%%

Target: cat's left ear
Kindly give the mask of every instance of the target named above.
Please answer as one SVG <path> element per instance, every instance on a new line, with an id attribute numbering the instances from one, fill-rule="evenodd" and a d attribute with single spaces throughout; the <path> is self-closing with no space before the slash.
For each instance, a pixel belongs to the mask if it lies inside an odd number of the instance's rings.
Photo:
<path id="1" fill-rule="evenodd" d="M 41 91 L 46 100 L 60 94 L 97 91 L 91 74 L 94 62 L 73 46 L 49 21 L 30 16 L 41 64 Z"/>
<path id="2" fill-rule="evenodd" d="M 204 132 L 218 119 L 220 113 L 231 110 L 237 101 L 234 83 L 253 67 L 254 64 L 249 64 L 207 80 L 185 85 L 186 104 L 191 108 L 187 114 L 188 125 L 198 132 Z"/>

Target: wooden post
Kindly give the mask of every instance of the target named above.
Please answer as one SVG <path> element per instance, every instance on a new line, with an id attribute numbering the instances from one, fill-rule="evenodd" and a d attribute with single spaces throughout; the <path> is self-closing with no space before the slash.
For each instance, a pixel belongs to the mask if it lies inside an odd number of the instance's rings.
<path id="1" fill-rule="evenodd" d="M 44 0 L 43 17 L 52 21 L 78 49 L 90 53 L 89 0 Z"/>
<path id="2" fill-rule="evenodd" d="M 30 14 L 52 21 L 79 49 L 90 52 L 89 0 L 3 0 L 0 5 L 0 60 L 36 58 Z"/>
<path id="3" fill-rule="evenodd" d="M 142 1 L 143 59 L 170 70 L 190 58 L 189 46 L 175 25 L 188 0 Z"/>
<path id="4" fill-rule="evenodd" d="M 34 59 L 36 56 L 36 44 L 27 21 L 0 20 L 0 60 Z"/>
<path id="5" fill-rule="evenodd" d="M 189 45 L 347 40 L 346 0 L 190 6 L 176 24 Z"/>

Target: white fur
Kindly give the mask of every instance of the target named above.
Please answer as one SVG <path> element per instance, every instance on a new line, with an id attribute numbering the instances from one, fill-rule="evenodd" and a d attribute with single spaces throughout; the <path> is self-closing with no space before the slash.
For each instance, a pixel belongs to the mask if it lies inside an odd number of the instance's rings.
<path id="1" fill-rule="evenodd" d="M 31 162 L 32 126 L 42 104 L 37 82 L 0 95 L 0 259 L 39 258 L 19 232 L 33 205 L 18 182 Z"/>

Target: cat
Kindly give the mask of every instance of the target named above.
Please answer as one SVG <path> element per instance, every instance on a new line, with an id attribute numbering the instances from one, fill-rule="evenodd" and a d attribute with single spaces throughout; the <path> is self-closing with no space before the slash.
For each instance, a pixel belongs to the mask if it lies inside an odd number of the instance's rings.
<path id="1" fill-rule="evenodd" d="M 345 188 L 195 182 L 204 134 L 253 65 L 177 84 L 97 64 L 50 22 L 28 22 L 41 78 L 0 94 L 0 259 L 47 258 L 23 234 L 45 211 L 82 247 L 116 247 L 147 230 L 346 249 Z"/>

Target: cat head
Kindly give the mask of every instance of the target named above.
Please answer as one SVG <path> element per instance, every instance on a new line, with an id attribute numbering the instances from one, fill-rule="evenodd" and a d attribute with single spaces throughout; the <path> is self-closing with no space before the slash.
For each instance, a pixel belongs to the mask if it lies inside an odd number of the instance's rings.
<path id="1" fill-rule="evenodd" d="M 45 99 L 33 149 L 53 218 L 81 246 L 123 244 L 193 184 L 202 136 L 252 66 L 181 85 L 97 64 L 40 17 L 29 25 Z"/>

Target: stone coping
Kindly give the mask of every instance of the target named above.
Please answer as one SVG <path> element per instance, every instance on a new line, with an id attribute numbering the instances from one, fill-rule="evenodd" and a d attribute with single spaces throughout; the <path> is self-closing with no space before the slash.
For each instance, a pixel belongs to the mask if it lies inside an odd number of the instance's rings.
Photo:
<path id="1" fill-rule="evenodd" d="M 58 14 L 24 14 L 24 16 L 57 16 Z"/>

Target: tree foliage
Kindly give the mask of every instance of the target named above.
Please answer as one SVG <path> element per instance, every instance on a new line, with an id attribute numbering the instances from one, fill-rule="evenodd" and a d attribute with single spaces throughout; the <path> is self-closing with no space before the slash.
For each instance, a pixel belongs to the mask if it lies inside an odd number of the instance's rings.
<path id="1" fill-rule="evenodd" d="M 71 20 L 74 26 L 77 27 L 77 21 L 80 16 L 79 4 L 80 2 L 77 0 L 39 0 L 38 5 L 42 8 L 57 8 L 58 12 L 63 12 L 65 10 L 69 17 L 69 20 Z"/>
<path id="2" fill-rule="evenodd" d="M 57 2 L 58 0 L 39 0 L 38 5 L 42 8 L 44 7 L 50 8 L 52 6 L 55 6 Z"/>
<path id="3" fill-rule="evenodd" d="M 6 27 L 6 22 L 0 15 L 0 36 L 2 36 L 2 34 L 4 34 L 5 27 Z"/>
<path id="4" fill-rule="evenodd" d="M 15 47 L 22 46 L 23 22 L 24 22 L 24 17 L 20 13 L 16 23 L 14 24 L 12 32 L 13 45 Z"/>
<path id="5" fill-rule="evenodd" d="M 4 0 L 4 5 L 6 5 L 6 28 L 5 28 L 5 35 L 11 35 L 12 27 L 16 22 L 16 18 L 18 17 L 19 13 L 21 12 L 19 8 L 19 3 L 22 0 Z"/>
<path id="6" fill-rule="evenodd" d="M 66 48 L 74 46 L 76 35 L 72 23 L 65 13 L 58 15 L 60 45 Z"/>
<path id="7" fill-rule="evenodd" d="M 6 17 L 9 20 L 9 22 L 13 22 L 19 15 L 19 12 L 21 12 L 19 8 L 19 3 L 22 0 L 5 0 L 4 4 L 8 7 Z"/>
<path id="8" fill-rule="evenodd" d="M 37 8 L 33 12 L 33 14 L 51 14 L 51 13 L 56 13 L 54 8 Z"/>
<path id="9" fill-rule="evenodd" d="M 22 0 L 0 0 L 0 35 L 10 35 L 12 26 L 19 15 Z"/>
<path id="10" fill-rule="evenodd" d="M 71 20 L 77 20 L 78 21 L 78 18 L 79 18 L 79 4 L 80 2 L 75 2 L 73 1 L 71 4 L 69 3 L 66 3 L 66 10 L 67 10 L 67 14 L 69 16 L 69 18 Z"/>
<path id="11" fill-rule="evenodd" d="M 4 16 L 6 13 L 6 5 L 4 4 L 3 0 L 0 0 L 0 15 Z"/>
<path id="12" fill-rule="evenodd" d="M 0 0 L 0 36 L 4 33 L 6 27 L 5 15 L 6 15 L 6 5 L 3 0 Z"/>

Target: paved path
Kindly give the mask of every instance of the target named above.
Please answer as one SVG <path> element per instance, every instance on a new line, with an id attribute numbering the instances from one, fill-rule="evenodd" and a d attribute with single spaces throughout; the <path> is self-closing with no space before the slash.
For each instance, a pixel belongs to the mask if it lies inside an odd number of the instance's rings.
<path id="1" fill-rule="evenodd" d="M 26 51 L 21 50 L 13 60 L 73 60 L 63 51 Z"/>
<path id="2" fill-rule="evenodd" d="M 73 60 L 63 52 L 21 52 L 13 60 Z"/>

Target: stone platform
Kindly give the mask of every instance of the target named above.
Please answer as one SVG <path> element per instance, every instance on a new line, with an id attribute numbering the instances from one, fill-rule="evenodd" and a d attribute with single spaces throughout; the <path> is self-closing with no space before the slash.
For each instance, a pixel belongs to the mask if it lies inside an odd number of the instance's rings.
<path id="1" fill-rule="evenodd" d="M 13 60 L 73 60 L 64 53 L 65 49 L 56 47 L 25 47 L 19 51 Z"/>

%%

ABOUT THIS TASK. Look through the data above. Each line containing the word "stone" needs to be copied.

PROBLEM SOLUTION.
Target: stone coping
Target: stone platform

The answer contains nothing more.